▶ **EXTRAIT DU DOCUMENT**
◆ ◆ ◆ ◆

Les alpha-bloquants (chez les hommes souffrant d’une hypertrophie bénigne de la prostate) : les alpha-bloquants agissent sur le tonus musculaire et s’attaquent aux contractions responsables de 60 % de l’obstacle urinaire.

Les traitements hormonaux locaux (chez la femme) : en utilisation locale, les traitements hormonaux sont utilisés pour traiter l’atrophie vulvaire et urétrale.

Les traitements chirurgicaux

Les traitements chirurgicaux de l’incontinence urinaire peuvent être utilisés chez la personne âgée dont l’état général le permet. Il faut cependant garder à l’esprit que leurs résultats dépendent grandement de la qualité des tissus (bien souvent affectée par le vieillissement). Là encore, on procédera au cas par cas, en pesant le rapport bénéfice-risque de l’intervention. Outre les interventions spécifiques liées à la prise en charge de pathologies déclenchantes (prolapsus chez la femme, hypertrophie bénigne de la prostate chez l’homme), les traitements chirurgicaux sont, a priori, les mêmes que pour l’adulte jeune.

La chirurgie dans l’hyperactivité vésicale :
Pour remédier à une pollakiurie ou à l’hyperactivité vésicale et à la dysynergie vésicosphinctérienne observées dans certaines lésions médullaires ou maladies nerveuses, on peut parfois intervenir de deux façons :
- par l’injection de toxine botulique,
- en implantant un neuromodulateur qui permet de corriger certains troubles liés à l’hyperactivité vésicale et à l’incontinence fécale, c’est-à-dire …
- l’urgence (besoin soudain et impérieux) qui raccourcit le délai de sécurité séparant l’envie de la fuite ou de la perte involontaire des selles ;
- la présence de pertes incontrôlées lors d’un besoin urgent ;
- l’augmentation de la fréquence des mictions dans le cadre de l’incontinence urinaire.

La chirurgie dans l’incontinence urinaire d’effort :
Elle est envisagée lorsque la rééducation a échoué, quand l’état général du patient le permet et dans le respect des indications (incontinence urinaire d’effort et hypermobilité urétrale).

Le traitement repose sur la mise en place de bandelettes sous-urétrales.
La bandelette sans tension fonctionne comme un support de l’urètre pendant l’effort, empêchant ainsi le relâchement à l’origine de la fuite urinaire. Son implantation chirurgicale est mini-invasive et comporte peu de complications opératoires et postopératoires.

Les autres traitements chirurgicaux :

Les ballons ajustables : Les ballons ajustables ont pour objectif de comprimer l’urètre dans la région péricervicale (autour du col de la vessie).

◆ ◆ ◆ ◆

▶ **CONSIGNES DE L'EXERCICE**
A: D'après l'extrait sur les traitements de l'incontinence urinaire, quelle part de l'obstacle urinaire est due aux contractions sur lesquelles agissent les alpha-bloquants ?
B: Poursuivez l'extrait sur les traitements de l'incontinence urinaire à partir de sa dernière phrase.

◆ ◆ ◆ ◆

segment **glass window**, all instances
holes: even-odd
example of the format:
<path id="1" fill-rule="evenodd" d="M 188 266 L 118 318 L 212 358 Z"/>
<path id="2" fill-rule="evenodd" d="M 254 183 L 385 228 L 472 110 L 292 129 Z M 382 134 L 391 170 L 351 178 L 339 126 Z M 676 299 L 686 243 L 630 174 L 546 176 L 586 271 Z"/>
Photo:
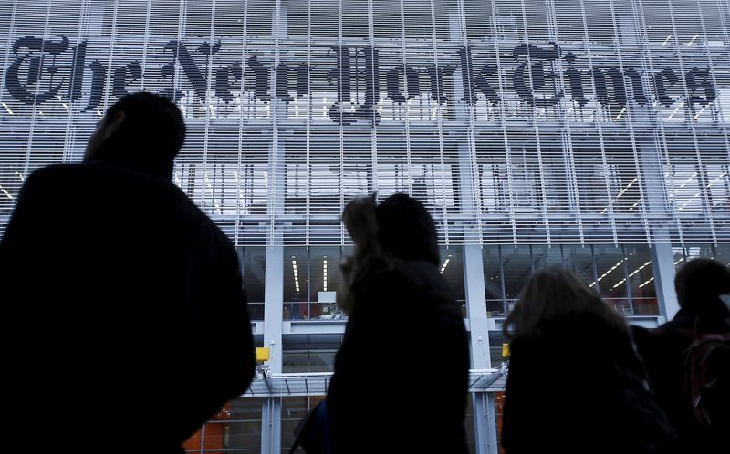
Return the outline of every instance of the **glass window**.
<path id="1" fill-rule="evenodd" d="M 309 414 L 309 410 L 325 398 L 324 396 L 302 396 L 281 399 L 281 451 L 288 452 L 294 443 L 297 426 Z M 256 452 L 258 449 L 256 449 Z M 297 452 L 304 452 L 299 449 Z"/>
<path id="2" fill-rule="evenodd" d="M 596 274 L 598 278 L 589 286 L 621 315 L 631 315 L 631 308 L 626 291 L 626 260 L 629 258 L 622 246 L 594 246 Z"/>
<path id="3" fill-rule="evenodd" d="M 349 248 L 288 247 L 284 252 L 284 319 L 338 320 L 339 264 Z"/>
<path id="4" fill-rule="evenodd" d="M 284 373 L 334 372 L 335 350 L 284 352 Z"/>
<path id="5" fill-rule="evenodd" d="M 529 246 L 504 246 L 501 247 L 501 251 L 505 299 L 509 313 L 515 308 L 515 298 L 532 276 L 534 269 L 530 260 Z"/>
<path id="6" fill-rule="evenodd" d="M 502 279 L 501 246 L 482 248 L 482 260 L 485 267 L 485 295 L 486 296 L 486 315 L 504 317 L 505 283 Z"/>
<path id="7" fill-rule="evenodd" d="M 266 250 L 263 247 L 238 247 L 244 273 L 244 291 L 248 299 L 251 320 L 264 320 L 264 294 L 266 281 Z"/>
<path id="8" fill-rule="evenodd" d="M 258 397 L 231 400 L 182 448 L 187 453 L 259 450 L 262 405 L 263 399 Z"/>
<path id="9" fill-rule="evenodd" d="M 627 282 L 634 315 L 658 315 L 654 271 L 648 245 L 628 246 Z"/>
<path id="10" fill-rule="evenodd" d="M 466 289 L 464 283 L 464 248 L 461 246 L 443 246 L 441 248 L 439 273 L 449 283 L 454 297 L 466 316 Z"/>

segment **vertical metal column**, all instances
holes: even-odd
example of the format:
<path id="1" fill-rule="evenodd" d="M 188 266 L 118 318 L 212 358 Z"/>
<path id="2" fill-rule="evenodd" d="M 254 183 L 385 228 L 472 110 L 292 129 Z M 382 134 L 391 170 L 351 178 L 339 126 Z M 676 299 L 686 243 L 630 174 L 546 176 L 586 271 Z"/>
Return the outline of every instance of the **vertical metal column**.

◆ ◆ ◆ ◆

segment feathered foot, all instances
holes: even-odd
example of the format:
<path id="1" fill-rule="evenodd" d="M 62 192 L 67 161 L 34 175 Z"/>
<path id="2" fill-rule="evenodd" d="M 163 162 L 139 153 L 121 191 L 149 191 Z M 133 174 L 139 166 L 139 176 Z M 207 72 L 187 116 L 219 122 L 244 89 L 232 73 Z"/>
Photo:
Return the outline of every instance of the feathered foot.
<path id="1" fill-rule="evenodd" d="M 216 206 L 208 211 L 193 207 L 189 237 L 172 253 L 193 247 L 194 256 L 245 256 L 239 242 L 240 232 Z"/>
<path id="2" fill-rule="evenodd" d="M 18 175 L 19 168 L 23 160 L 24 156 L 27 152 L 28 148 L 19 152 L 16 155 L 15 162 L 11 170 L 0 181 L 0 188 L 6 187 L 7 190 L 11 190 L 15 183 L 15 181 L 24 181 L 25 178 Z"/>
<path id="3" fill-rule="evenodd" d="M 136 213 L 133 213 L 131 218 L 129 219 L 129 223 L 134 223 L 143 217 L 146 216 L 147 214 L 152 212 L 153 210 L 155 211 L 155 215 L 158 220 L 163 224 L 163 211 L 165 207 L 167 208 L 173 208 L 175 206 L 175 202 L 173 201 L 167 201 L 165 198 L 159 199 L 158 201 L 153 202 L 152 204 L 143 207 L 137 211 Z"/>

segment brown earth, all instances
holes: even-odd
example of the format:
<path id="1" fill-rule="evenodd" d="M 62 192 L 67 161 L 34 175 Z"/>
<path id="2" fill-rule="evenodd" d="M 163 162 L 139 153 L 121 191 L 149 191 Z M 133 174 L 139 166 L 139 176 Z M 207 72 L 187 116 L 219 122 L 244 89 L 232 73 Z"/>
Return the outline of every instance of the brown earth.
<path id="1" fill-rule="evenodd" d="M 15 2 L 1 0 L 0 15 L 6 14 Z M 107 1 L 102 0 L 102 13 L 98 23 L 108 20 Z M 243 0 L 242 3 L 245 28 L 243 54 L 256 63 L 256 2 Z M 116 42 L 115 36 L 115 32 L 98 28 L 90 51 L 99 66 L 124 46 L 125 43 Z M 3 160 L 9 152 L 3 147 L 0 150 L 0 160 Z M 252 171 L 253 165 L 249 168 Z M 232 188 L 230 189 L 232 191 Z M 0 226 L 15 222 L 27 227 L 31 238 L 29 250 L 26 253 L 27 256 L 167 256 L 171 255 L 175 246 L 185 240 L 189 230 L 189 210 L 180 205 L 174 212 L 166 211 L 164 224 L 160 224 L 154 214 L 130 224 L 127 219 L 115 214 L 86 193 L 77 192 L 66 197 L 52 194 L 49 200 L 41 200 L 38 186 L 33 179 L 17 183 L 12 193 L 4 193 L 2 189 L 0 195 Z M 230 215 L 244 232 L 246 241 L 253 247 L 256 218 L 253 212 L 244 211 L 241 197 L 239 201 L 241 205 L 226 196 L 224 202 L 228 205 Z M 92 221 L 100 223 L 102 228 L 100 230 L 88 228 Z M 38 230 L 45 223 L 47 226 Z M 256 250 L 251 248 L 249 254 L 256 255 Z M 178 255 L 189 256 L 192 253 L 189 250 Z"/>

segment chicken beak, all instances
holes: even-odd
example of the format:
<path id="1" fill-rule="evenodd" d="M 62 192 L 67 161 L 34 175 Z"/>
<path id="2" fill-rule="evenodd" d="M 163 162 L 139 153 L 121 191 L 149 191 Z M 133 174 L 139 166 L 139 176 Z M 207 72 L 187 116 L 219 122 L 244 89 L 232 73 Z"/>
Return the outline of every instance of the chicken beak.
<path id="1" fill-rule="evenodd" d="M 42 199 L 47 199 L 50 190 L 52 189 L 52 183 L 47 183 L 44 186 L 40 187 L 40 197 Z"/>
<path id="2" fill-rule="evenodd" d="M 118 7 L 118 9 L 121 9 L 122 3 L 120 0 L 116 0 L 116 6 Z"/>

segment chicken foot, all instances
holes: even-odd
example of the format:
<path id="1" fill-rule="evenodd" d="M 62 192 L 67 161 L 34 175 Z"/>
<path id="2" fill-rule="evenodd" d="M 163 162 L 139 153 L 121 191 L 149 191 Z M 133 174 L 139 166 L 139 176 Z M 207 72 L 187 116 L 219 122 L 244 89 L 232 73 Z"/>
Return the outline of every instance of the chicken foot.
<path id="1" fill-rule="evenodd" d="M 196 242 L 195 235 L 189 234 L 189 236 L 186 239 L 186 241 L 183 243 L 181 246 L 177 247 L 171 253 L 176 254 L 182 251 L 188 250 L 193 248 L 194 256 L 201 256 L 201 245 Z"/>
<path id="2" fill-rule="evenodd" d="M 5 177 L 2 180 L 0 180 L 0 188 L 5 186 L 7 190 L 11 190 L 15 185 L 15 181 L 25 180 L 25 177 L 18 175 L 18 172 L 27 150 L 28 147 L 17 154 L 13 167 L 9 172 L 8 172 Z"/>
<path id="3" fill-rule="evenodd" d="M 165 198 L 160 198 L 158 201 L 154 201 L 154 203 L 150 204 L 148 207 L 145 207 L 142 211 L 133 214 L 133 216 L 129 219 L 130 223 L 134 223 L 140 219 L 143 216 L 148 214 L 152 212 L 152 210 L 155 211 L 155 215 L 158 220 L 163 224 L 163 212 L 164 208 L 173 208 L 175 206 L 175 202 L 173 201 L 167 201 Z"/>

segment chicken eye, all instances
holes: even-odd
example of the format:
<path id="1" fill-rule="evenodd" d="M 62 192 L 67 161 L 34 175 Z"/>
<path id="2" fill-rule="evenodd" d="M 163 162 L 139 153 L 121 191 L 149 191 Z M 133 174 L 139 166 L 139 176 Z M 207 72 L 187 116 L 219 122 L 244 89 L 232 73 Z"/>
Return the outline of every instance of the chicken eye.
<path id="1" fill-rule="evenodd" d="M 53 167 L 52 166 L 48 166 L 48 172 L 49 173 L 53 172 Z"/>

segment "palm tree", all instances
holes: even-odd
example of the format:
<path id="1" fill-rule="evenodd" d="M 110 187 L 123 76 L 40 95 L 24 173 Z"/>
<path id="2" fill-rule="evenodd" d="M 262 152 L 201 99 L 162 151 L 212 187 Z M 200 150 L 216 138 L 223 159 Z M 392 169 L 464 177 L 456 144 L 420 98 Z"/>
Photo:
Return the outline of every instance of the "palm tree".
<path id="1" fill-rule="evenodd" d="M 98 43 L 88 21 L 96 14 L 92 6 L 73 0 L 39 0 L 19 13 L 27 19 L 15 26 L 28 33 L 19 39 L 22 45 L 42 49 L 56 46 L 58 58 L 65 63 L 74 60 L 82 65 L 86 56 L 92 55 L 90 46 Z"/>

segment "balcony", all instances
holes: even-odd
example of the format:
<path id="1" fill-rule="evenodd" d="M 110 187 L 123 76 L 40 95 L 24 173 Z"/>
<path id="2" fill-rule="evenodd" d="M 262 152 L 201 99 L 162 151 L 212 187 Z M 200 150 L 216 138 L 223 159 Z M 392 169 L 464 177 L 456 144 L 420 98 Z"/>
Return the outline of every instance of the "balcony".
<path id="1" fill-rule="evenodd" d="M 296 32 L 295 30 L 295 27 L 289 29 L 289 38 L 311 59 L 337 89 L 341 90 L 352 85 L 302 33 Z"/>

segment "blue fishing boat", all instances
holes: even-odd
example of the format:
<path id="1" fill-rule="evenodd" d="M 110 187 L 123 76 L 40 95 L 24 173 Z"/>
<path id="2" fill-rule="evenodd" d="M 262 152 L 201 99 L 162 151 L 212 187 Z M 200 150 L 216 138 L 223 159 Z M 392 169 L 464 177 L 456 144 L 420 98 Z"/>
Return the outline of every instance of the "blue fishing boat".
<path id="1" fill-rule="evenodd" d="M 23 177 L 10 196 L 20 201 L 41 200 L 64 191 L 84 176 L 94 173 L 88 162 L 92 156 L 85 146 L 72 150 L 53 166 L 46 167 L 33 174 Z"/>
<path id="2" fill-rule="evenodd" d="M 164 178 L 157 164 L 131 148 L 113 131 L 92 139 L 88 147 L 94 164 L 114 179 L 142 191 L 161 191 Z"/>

◆ ◆ ◆ ◆

▶ **CORRIGÉ DE L'EXERCICE**
A: 60 % de l'obstacle urinaire.

B:
Ils pourraient être proposés : aux femmes souffrant d’incontinence urinaire à l’effort, lorsque les traitements de première ligne ont échoué ; aux hommes qui souffrent d’une incontinence urinaire persistante consécutive à une prostatectomie.

L’intervention mini-invasive se déroule sous anesthésie locale. Les ballons ajustables sont mis en place par voie périnéale ou vaginale. En fonction du degré de continence du patient, la taille du ballon est ajustable, par une ponction percutanée d'un ou de deux des ports implantables. Lire l’avis de la HAS

Les sphincters artificiels :
Le sphincter urinaire artificiel (SUA) est proposé en cas d’incontinence urinaire sévère d’origine sphinctérienne, notamment : aux femmes avec une incontinence urinaire d’effort (IUE) sévère, par insuffisance sphinctérienne majeure ; aux hommes ayant une incontinence sévère par insuffisance sphinctérienne consécutive à une intervention chirurgicale prostatique. L’intervention n’est pratiquée qu’en dernier recours, en cas d’échec de la rééducation ou d’autres alternatives thérapeutiques. Elle se déroule sous anesthésie générale. Le principe du SUA consiste à remplacer les fonctions déficientes d’ouverture et de fermeture du sphincter.

Les palliatifs

Couches, étuis péniens (pour les hommes), voire sonde, il convient de ne les utiliser qu’en dernier recours car ils sont un facteur d’incontinence et retentissent sur la qualité de vie, notamment en favorisant le renoncement à la continence et l’évolution vers la dépendance. Les étuis péniens (collecteurs d’urine réalisés sur mesure) sont à privilégier chez l’homme. Les sondes doivent être évitées autant que possible.